[Supplied entries]
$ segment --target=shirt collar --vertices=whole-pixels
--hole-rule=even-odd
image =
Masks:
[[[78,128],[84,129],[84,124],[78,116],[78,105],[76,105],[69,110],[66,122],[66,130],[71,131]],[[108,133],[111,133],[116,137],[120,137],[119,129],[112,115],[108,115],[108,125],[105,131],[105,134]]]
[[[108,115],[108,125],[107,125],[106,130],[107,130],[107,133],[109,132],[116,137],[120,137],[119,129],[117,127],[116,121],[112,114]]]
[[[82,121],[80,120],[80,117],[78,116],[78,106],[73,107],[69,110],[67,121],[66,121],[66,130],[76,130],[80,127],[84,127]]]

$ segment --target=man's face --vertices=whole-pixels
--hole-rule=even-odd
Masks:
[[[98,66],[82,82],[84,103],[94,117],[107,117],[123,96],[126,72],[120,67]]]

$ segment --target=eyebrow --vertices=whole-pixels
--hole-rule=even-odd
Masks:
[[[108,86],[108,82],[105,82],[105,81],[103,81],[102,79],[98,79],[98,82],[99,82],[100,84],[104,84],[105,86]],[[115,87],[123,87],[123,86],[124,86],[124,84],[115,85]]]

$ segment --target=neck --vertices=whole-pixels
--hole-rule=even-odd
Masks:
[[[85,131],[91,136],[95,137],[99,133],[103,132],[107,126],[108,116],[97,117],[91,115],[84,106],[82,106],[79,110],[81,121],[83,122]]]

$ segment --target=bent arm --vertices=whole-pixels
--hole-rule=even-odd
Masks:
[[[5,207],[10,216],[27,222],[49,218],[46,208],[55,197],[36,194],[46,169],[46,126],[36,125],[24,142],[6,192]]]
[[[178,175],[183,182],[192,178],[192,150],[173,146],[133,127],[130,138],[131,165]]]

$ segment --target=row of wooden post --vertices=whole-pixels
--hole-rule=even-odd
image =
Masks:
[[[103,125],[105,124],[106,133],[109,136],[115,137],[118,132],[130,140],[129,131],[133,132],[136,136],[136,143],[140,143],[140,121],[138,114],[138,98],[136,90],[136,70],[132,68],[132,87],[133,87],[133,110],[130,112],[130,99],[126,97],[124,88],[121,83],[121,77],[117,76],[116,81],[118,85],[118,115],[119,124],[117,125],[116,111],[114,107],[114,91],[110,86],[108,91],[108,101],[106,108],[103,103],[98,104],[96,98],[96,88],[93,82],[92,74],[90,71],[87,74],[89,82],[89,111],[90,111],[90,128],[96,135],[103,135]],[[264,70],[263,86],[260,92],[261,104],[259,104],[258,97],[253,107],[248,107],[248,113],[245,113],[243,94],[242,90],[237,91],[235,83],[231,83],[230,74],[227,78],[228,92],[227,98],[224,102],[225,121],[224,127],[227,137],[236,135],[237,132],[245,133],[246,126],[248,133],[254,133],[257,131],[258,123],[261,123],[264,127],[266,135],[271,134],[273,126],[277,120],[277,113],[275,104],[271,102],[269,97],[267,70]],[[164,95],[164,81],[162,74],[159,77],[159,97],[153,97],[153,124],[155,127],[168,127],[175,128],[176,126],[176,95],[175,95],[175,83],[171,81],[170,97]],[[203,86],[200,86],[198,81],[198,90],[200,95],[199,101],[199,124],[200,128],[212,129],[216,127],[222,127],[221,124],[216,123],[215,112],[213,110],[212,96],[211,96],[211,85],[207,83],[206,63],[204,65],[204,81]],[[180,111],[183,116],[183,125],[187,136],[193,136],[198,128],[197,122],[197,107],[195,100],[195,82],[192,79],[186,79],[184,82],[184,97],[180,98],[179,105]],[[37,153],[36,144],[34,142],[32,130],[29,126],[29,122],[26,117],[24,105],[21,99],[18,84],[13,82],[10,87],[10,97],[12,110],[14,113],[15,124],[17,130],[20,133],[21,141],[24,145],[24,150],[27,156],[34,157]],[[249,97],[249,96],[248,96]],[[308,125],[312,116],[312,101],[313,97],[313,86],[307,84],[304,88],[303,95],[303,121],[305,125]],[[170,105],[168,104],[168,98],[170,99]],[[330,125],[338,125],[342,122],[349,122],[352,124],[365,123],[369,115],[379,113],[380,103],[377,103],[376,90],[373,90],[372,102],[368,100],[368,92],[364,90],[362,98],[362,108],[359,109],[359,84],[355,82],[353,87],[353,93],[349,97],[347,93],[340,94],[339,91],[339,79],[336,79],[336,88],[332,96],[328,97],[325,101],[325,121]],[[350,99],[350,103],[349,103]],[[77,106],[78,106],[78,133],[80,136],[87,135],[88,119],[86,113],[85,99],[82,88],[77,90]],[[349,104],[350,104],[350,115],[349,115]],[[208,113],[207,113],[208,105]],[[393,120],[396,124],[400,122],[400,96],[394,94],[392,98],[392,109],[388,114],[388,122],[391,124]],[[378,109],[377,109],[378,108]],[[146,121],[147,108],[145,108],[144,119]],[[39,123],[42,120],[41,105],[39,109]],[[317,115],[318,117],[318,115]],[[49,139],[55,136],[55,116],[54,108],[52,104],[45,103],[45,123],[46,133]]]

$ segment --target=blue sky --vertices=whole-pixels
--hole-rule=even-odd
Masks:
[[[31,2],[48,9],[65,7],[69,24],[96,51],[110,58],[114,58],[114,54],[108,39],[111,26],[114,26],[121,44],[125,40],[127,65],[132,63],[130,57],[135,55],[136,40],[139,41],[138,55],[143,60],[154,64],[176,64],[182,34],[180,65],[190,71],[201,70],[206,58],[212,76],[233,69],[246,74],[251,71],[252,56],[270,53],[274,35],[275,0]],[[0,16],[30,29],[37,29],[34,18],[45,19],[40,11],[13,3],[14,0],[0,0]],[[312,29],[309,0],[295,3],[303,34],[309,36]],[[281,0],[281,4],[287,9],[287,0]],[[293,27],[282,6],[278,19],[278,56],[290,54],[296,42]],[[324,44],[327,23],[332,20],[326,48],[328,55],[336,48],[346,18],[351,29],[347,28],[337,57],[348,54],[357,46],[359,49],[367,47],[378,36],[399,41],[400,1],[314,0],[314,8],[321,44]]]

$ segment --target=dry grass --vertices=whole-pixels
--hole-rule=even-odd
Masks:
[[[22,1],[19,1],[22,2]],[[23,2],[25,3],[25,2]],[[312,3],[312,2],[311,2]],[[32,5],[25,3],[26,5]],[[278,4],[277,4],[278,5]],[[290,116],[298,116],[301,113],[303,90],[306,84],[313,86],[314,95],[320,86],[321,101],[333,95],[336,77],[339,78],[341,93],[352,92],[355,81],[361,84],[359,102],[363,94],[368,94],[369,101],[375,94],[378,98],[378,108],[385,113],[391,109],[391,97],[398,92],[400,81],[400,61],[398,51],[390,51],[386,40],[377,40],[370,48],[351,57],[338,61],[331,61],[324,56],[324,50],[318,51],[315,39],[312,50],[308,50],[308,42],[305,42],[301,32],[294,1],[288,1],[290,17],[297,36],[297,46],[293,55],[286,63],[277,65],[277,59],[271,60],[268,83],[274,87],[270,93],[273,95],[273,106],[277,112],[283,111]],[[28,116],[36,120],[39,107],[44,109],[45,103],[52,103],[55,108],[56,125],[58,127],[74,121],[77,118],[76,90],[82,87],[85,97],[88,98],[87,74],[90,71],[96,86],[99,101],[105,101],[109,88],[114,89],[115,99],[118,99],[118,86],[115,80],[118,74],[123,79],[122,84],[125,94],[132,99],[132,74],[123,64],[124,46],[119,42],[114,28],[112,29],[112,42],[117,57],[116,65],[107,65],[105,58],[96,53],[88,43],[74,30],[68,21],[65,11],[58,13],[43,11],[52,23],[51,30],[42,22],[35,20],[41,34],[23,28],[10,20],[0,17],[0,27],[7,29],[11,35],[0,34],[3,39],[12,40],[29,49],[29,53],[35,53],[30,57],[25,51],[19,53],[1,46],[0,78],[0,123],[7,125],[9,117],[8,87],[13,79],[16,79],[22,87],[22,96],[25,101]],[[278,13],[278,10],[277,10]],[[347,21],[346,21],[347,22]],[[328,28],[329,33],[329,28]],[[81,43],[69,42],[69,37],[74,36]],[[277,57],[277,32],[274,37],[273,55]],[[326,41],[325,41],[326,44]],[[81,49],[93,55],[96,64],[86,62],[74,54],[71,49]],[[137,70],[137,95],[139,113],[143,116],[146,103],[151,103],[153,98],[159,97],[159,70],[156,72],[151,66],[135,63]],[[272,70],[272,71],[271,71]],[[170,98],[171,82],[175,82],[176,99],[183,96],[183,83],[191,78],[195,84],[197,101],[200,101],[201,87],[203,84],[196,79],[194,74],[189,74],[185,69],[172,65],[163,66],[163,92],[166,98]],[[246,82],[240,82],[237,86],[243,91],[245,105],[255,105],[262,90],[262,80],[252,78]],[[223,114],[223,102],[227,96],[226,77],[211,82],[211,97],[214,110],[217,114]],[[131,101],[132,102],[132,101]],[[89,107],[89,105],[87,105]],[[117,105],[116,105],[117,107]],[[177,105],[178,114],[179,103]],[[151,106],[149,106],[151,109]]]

...

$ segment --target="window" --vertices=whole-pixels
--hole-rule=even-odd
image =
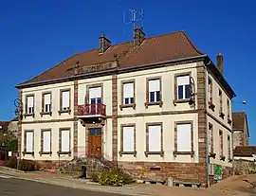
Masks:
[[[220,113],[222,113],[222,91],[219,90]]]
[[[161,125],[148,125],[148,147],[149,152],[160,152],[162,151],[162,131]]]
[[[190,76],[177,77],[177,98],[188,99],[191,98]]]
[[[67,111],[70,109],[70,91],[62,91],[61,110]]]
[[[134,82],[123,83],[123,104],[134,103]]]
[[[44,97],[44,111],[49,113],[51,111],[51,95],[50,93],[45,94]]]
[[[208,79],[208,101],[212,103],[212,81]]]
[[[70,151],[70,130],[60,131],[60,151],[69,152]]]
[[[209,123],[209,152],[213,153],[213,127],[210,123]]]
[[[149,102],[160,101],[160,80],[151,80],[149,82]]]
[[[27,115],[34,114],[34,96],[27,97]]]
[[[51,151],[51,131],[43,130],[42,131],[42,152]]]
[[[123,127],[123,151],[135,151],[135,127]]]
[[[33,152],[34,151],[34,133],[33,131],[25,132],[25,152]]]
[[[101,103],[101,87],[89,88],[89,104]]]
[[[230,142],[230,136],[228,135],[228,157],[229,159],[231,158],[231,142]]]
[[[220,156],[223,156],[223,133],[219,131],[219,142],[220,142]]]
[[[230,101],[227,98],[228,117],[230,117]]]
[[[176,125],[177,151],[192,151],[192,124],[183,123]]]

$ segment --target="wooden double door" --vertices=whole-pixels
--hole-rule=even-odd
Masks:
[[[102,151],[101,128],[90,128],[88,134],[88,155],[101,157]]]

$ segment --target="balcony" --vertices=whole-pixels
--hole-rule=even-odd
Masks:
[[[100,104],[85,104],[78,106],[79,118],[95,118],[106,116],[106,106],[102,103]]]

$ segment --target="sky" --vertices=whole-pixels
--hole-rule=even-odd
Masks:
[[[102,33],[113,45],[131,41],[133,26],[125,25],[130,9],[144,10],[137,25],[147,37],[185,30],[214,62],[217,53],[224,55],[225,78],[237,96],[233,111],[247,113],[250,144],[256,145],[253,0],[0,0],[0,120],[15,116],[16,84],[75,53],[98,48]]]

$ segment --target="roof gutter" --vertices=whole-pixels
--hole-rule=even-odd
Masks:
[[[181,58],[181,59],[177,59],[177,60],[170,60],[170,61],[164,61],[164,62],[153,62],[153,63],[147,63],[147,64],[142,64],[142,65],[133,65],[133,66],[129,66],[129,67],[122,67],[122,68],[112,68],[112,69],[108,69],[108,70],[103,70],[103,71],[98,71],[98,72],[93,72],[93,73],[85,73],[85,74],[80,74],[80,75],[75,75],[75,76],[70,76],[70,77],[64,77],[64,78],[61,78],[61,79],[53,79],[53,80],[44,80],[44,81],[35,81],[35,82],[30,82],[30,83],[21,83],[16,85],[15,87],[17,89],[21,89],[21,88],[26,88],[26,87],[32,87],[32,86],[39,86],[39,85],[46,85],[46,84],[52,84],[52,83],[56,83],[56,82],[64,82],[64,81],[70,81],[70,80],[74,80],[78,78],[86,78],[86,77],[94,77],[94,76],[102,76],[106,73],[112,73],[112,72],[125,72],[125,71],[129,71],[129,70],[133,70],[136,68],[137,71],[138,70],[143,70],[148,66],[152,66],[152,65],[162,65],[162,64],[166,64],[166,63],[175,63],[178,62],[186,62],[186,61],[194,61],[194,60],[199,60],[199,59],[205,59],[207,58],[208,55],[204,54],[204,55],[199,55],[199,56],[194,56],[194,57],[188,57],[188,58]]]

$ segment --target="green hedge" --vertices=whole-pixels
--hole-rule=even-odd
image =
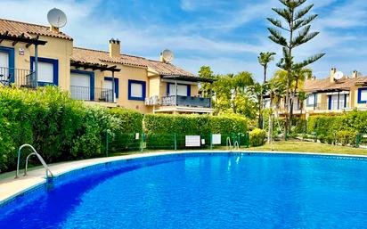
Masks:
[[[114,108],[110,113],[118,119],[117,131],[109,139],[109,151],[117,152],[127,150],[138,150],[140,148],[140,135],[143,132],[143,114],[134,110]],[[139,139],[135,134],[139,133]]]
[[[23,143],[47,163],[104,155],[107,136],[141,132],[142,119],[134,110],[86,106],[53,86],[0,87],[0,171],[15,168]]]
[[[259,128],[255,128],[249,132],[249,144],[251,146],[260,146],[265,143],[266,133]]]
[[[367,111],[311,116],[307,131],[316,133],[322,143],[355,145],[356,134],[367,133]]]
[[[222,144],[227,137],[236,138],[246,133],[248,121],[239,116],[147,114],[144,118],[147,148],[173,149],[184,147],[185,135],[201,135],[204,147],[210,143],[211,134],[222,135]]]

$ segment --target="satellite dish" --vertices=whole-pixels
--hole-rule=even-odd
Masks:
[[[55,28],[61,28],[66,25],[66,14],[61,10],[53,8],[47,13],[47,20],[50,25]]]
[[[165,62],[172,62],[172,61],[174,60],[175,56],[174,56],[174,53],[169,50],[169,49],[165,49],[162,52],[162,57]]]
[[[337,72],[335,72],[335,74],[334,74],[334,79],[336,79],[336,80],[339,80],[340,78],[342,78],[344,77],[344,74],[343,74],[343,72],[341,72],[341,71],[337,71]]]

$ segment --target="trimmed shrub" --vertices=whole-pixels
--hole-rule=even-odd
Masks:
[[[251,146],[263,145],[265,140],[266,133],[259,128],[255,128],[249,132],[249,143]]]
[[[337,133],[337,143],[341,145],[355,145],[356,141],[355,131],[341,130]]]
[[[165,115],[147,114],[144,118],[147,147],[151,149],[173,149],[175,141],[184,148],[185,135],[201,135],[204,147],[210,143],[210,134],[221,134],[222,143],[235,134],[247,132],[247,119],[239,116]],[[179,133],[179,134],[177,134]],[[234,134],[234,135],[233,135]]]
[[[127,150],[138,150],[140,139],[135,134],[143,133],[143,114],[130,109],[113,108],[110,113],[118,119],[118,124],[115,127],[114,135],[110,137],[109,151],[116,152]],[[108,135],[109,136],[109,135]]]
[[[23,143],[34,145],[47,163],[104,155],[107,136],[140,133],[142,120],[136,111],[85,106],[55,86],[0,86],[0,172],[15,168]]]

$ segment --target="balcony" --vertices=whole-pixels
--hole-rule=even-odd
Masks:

* * *

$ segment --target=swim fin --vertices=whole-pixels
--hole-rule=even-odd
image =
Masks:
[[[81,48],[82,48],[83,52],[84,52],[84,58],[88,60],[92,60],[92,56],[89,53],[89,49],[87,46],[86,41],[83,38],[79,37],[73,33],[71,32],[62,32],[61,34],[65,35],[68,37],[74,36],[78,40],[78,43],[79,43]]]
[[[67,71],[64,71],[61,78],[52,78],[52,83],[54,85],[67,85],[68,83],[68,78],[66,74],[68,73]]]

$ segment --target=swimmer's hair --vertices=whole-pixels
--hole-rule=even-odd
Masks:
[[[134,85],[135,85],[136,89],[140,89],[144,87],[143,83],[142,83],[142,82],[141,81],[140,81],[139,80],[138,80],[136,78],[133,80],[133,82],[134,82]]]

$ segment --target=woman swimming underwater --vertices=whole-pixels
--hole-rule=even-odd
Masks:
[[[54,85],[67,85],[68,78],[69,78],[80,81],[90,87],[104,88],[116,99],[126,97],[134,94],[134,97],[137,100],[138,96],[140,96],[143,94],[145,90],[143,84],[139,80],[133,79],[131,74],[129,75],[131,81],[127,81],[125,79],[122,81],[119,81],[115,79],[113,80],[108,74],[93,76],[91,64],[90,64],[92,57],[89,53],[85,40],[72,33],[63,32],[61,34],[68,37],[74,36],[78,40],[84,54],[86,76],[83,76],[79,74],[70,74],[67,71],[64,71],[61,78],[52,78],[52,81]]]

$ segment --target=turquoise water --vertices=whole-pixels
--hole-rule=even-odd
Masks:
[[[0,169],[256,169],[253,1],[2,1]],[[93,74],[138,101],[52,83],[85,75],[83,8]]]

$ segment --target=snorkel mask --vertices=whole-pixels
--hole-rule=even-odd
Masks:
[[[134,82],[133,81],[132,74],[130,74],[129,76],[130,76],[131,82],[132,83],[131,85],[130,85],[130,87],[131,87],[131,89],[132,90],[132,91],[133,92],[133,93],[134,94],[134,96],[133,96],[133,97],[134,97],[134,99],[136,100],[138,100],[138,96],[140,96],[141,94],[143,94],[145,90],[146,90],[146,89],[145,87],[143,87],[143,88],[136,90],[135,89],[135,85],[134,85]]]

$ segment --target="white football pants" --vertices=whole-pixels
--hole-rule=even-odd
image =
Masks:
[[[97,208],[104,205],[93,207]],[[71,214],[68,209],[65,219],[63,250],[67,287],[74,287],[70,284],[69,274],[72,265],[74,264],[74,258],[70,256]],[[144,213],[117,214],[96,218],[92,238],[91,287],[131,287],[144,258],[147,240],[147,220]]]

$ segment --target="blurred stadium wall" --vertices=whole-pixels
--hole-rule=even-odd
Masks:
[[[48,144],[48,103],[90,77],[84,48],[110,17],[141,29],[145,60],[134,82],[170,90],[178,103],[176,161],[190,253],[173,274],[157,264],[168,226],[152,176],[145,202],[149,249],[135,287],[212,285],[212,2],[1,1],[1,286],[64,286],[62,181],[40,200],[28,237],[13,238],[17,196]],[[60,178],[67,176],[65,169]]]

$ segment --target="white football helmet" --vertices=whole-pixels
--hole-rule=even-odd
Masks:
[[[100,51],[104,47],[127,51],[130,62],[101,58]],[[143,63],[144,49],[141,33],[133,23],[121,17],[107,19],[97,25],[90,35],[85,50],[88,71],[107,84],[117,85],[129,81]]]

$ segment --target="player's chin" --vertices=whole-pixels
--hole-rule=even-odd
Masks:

[Request] Show each line of the rows above that contains the string "wooden". Case counts.

[Answer below]
$ segment --target=row of wooden post --vertices=whole-pixels
$ segment --target="wooden double door" --vertices=whole-pixels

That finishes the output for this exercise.